[Records contained in a dataset]
"""
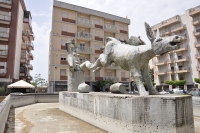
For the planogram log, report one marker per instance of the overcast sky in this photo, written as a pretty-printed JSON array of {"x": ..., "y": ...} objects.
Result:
[{"x": 138, "y": 11}]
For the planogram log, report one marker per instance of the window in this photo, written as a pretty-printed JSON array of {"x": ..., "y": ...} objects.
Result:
[
  {"x": 63, "y": 57},
  {"x": 97, "y": 47},
  {"x": 62, "y": 72},
  {"x": 96, "y": 21},
  {"x": 63, "y": 42},
  {"x": 65, "y": 15},
  {"x": 121, "y": 27},
  {"x": 64, "y": 28},
  {"x": 97, "y": 33},
  {"x": 109, "y": 73},
  {"x": 82, "y": 46},
  {"x": 123, "y": 74}
]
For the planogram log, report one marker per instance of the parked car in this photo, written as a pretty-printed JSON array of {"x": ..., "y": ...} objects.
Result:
[{"x": 194, "y": 92}]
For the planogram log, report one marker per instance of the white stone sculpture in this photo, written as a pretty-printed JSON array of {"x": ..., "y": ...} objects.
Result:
[{"x": 135, "y": 58}]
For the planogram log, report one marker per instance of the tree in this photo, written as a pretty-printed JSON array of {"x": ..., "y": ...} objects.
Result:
[{"x": 38, "y": 81}]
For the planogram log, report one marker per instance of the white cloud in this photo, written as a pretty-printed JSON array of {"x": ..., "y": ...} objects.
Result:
[{"x": 138, "y": 11}]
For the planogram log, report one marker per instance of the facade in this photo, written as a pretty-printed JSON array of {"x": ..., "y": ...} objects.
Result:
[
  {"x": 181, "y": 64},
  {"x": 16, "y": 36},
  {"x": 89, "y": 28}
]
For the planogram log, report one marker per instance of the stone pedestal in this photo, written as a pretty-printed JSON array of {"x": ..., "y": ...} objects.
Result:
[
  {"x": 123, "y": 113},
  {"x": 74, "y": 79}
]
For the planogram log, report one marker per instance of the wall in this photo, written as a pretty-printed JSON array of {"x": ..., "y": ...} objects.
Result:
[
  {"x": 131, "y": 113},
  {"x": 22, "y": 100}
]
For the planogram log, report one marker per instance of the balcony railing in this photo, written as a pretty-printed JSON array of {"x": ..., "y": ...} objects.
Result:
[
  {"x": 88, "y": 78},
  {"x": 6, "y": 1},
  {"x": 194, "y": 10},
  {"x": 30, "y": 44},
  {"x": 111, "y": 78},
  {"x": 84, "y": 35},
  {"x": 3, "y": 70},
  {"x": 110, "y": 27},
  {"x": 3, "y": 52},
  {"x": 4, "y": 34},
  {"x": 85, "y": 22},
  {"x": 4, "y": 17}
]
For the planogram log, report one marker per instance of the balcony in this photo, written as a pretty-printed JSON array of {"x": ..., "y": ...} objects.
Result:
[
  {"x": 5, "y": 19},
  {"x": 85, "y": 50},
  {"x": 24, "y": 61},
  {"x": 97, "y": 38},
  {"x": 88, "y": 78},
  {"x": 196, "y": 22},
  {"x": 110, "y": 28},
  {"x": 197, "y": 56},
  {"x": 30, "y": 46},
  {"x": 197, "y": 44},
  {"x": 161, "y": 72},
  {"x": 183, "y": 70},
  {"x": 167, "y": 22},
  {"x": 3, "y": 72},
  {"x": 182, "y": 48},
  {"x": 4, "y": 35},
  {"x": 180, "y": 59},
  {"x": 23, "y": 47},
  {"x": 27, "y": 20},
  {"x": 28, "y": 36},
  {"x": 31, "y": 56},
  {"x": 84, "y": 22},
  {"x": 182, "y": 27},
  {"x": 194, "y": 11},
  {"x": 84, "y": 36},
  {"x": 125, "y": 79},
  {"x": 30, "y": 67},
  {"x": 3, "y": 53},
  {"x": 6, "y": 3},
  {"x": 196, "y": 33},
  {"x": 114, "y": 78}
]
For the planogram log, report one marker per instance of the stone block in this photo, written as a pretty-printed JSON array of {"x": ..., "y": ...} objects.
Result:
[
  {"x": 118, "y": 88},
  {"x": 124, "y": 113}
]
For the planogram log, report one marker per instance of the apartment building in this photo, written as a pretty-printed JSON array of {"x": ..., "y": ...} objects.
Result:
[
  {"x": 16, "y": 36},
  {"x": 89, "y": 28},
  {"x": 181, "y": 64}
]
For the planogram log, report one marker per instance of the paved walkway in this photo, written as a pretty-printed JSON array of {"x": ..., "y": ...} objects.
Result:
[{"x": 46, "y": 118}]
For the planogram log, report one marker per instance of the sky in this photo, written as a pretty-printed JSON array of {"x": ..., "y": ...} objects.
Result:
[{"x": 138, "y": 11}]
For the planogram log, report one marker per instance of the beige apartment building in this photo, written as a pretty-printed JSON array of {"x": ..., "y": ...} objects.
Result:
[
  {"x": 89, "y": 28},
  {"x": 16, "y": 36},
  {"x": 184, "y": 63}
]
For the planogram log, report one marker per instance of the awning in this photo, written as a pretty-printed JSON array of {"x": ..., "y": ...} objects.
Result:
[{"x": 21, "y": 84}]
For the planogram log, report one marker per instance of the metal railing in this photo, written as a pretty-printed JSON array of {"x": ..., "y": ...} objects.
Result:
[
  {"x": 85, "y": 21},
  {"x": 111, "y": 78},
  {"x": 88, "y": 78},
  {"x": 83, "y": 34},
  {"x": 4, "y": 17},
  {"x": 3, "y": 70},
  {"x": 112, "y": 27},
  {"x": 3, "y": 52},
  {"x": 6, "y": 1},
  {"x": 194, "y": 9},
  {"x": 4, "y": 34}
]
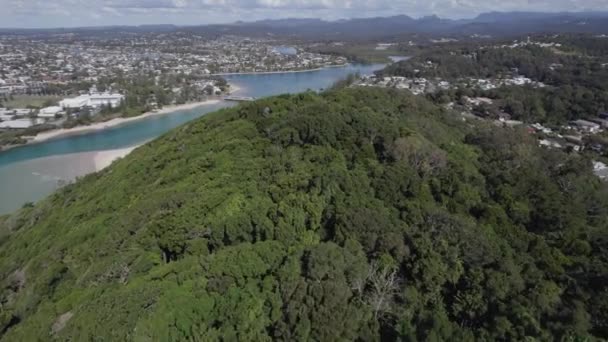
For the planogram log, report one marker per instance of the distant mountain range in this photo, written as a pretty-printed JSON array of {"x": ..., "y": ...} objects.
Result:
[{"x": 493, "y": 23}]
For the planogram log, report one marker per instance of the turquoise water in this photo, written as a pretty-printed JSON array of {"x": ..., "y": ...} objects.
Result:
[{"x": 24, "y": 177}]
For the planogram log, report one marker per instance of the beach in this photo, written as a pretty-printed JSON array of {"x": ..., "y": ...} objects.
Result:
[{"x": 44, "y": 136}]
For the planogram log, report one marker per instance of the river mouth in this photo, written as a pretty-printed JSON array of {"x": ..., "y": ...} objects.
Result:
[{"x": 30, "y": 173}]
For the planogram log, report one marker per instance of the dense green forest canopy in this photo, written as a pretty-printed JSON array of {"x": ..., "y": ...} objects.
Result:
[
  {"x": 575, "y": 71},
  {"x": 356, "y": 214}
]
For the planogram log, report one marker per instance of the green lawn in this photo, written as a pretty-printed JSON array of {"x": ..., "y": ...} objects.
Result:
[{"x": 23, "y": 101}]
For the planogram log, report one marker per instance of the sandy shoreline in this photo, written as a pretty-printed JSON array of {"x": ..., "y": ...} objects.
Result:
[
  {"x": 278, "y": 72},
  {"x": 103, "y": 159},
  {"x": 44, "y": 136}
]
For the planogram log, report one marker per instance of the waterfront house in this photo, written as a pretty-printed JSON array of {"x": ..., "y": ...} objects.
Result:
[
  {"x": 586, "y": 126},
  {"x": 50, "y": 112}
]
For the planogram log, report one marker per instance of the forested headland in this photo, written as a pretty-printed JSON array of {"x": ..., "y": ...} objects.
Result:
[{"x": 355, "y": 214}]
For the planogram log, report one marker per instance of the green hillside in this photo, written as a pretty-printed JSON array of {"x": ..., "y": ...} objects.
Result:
[{"x": 358, "y": 214}]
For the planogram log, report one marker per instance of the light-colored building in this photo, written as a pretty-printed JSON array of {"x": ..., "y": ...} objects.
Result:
[
  {"x": 587, "y": 126},
  {"x": 50, "y": 112},
  {"x": 75, "y": 103},
  {"x": 20, "y": 123}
]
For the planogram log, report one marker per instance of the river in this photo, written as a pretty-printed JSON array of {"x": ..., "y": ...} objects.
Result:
[{"x": 30, "y": 173}]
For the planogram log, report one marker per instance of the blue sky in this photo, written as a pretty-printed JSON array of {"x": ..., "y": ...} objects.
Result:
[{"x": 69, "y": 13}]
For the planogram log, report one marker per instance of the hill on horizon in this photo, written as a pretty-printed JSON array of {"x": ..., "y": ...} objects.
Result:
[
  {"x": 355, "y": 214},
  {"x": 499, "y": 24}
]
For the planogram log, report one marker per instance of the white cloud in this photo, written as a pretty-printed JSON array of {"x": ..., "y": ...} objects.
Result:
[{"x": 36, "y": 13}]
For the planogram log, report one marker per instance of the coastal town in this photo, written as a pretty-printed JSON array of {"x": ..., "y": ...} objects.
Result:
[
  {"x": 576, "y": 136},
  {"x": 62, "y": 80}
]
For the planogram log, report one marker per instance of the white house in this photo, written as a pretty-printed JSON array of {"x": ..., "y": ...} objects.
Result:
[
  {"x": 50, "y": 112},
  {"x": 98, "y": 100},
  {"x": 20, "y": 123},
  {"x": 587, "y": 126},
  {"x": 75, "y": 103},
  {"x": 93, "y": 100}
]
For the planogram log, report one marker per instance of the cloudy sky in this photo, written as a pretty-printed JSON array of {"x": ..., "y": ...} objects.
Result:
[{"x": 68, "y": 13}]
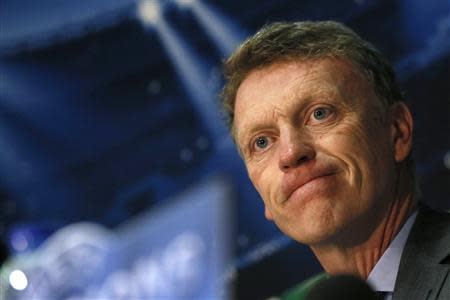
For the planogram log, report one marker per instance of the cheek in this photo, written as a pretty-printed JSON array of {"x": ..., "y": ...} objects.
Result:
[{"x": 264, "y": 179}]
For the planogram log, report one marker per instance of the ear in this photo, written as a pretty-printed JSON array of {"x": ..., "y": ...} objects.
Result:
[
  {"x": 268, "y": 213},
  {"x": 401, "y": 130}
]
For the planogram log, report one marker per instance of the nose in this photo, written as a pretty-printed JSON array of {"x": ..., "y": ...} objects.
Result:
[{"x": 294, "y": 150}]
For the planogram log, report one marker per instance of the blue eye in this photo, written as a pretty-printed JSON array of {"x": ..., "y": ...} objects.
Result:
[
  {"x": 262, "y": 142},
  {"x": 320, "y": 113}
]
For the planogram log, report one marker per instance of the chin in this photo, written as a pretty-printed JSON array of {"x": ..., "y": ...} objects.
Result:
[{"x": 311, "y": 226}]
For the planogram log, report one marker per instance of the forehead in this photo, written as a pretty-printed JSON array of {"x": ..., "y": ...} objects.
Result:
[{"x": 281, "y": 84}]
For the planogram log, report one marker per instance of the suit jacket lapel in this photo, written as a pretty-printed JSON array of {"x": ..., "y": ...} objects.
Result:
[{"x": 422, "y": 271}]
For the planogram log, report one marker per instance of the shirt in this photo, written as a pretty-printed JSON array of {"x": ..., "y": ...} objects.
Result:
[{"x": 383, "y": 275}]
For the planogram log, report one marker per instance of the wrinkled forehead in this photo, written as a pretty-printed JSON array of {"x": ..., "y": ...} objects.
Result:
[{"x": 280, "y": 82}]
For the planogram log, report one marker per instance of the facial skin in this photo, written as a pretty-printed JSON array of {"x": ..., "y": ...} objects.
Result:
[{"x": 320, "y": 149}]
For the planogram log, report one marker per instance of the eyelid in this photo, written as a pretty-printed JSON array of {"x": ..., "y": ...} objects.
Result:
[
  {"x": 330, "y": 110},
  {"x": 252, "y": 142}
]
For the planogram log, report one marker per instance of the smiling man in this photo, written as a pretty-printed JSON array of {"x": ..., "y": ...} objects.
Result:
[{"x": 321, "y": 125}]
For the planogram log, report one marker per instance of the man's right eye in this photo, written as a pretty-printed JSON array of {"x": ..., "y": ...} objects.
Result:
[{"x": 261, "y": 142}]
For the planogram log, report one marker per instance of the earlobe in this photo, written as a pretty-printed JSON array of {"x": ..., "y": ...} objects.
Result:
[
  {"x": 402, "y": 128},
  {"x": 268, "y": 214}
]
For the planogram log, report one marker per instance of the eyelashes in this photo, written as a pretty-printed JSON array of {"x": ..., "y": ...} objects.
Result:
[{"x": 319, "y": 115}]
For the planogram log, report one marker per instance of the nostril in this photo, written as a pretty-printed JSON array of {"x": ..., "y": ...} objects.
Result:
[{"x": 302, "y": 160}]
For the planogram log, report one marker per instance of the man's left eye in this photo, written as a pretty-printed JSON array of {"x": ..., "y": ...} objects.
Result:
[{"x": 320, "y": 113}]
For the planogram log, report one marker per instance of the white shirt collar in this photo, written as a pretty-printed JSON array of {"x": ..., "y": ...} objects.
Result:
[{"x": 383, "y": 275}]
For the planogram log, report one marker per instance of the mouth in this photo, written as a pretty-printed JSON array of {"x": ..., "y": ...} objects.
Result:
[{"x": 307, "y": 187}]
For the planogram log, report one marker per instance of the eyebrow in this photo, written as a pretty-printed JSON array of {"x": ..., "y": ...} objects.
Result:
[{"x": 265, "y": 122}]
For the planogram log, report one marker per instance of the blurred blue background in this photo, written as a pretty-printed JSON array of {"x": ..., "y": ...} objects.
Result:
[{"x": 109, "y": 109}]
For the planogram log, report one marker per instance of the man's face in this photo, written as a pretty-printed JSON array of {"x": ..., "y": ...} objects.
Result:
[{"x": 318, "y": 147}]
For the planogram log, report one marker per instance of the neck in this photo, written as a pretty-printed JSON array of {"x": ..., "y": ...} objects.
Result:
[{"x": 360, "y": 258}]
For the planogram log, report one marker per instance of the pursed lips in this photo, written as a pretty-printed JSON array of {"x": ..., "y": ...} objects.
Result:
"""
Output the lines from the line containing "the man's face" to the end, both included; add nothing.

Solution to this task:
For the planogram log, report one marker per instance of the man's face in this photo, written as a pretty-printed JSON array of {"x": ..., "y": ...} objects.
Result:
[{"x": 318, "y": 147}]
For the planogram log, report one marker per instance of the neck in this photo, written as a pretty-printed JSON array of {"x": ..., "y": ...} objects.
Result:
[{"x": 360, "y": 258}]
For the planogram log, report one marker per instance of the pursed lips in this photo, written as a pretty-printed JSON array of {"x": ..., "y": ...} objects.
Result:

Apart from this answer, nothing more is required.